◆ **阅读摘录**:
○ ○ ○
在现有技术中,通常服务提供方存在对地址信息进行核实的需求,所以通常由服务提供方的服务器进行地址信息的核实。当然服务提供方也可以委托第三方进行该地址信息的核实。其中,对地址信息的核实可由服务器根据预设条件进行的(如,以固定频率或者定期进行地址信息的核实等等),或者由第三方发起的(如,第三方服务器提出对该地址信息的核实请求),本申请对如何开始进行地址信息的核实并不做具体限定。
另外,一般情况下是由用户通过账户向服务器提供地址信息,所以地址信息通常与账户是对应的,于是,在本申请实施例中,可由服务器先确定账户的待核实地址信息。
具体的,该待核实地址信息可以是该账户已经设置的账户信息中的家庭住址、工作地址等等用户常驻的地址,则该服务器在确定需要对该账户进行风险控制时,便可调用该账户已经设置的各地址信息,作为该账户的待核实地址信息。
或者,该待核实地址信息也可是该服务器向该账户发送地址询问信息后,该账户返回的地址信息,其中,该地址询问信息可包含文本信息、音频信息、视频信息中的至少一种,例如,该文本信息可以是“请您提供详细的家庭住址”或者“请您提供详细的工作地址”等等,以使得该账户向该服务器返回该待核实地址信息。则,该服务器可先确定需要进行风险控制的账户,再向该账户发送地址询问信息,并接受该账户返回的地址信息,作为该账户的待核实地址信息。
当然,具体该服务器如何确定该账户的待核实地址信息本申请并不做具体限定,可由工作人员根据实际应用时的需要进行设置。另外,该服务器在确定该账户的该待核实地址信息时,具体是确定该账户的家庭住址还是工作地址也可由工作人员根据实际应用时的需要进行设置,或者,该待核实地址信息可以同时包括该账户的家庭住址以及工作地址。
需要说明的是,在本申请实施例中,该服务器可以是单独的一台设备,也可以是由多台设备组成的系统,即,分布式服务器。
S102:根据所述账户在预设时间段内上报的各地理位置信息以及训练完成的分类模型,在预先划分的地理范围中,确定所述账户常驻范围。
由于现代社会中人们的生活轨迹是较为固定,且具有规律性的,如,工作日白天在办公场所工作或者在学校学习,夜间回到住所休息,而除了工作日之外,人们在节假日的行动轨迹就相对较为随机,除了在住所休息以外,还可能去一些景点、商圈等地点放松休闲。而由于人们这种较为固定的、具有规律性的生活轨迹,使得通过确定用户不同时段的位置信息,可以较为准确的确定该用户的生活区域以及工作区域。
于是,在本申请实施例中,当该服务器确定了该账户的待核实地址信息之后,该服务器还可以进一步确定该账户的常驻范围,作为使用该账户的用户的常驻范围,以便后续对该待核实地址信息进行核实,并进行虚假地址信息识别。
○ ○ ○
◆ **材料**:
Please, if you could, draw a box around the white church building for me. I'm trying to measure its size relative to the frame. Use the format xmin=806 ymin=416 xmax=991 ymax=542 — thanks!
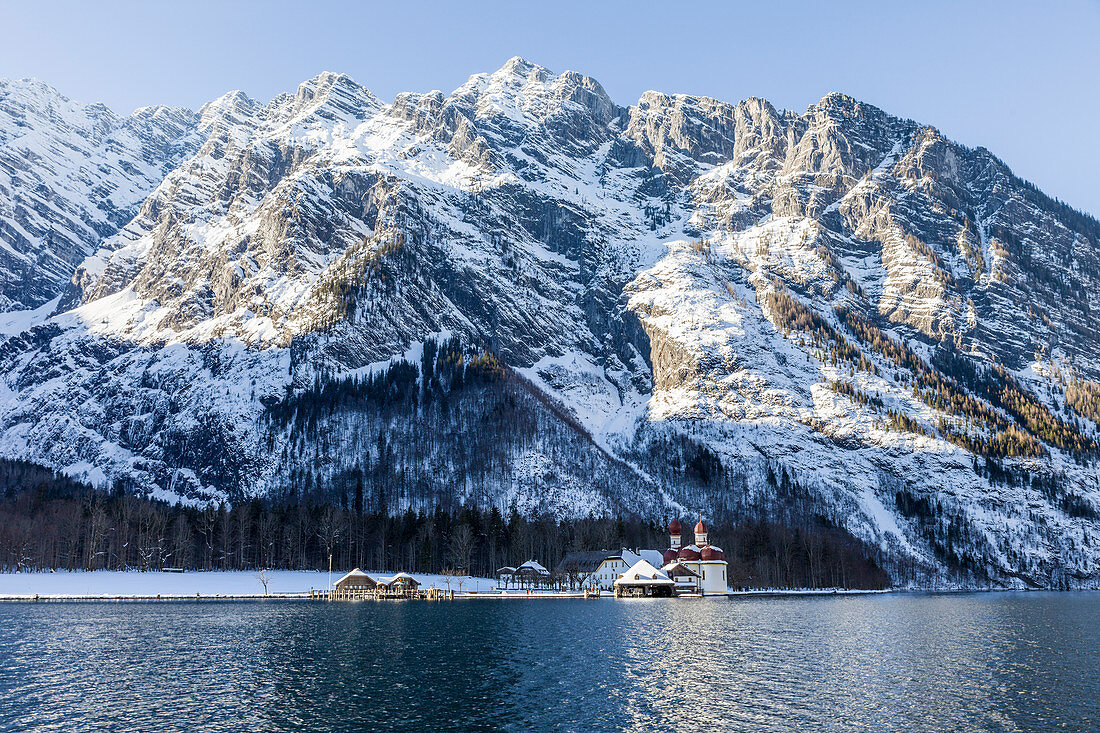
○ ○ ○
◆ **任务要求**:
请更新摘录中从“具体的,该待核实地址信息可以”一直到“围中,确定所述账户常驻范围。”的这一段：重写全文，并把其中所有的“家庭住址”换成“居住地址”。 作答时只依据摘录本身。

◆ **结果**:
具体的,该待核实地址信息可以是该账户已经设置的账户信息中的居住地址、工作地址等等用户常驻的地址,则该服务器在确定需要对该账户进行风险控制时,便可调用该账户已经设置的各地址信息,作为该账户的待核实地址信息。
或者,该待核实地址信息也可是该服务器向该账户发送地址询问信息后,该账户返回的地址信息,其中,该地址询问信息可包含文本信息、音频信息、视频信息中的至少一种,例如,该文本信息可以是“请您提供详细的居住地址”或者“请您提供详细的工作地址”等等,以使得该账户向该服务器返回该待核实地址信息。则,该服务器可先确定需要进行风险控制的账户,再向该账户发送地址询问信息,并接受该账户返回的地址信息,作为该账户的待核实地址信息。
当然,具体该服务器如何确定该账户的待核实地址信息本申请并不做具体限定,可由工作人员根据实际应用时的需要进行设置。另外,该服务器在确定该账户的该待核实地址信息时,具体是确定该账户的居住地址还是工作地址也可由工作人员根据实际应用时的需要进行设置,或者,该待核实地址信息可以同时包括该账户的居住地址以及工作地址。
需要说明的是,在本申请实施例中,该服务器可以是单独的一台设备,也可以是由多台设备组成的系统,即,分布式服务器。
S102:根据所述账户在预设时间段内上报的各地理位置信息以及训练完成的分类模型,在预先划分的地理范围中,确定所述账户常驻范围。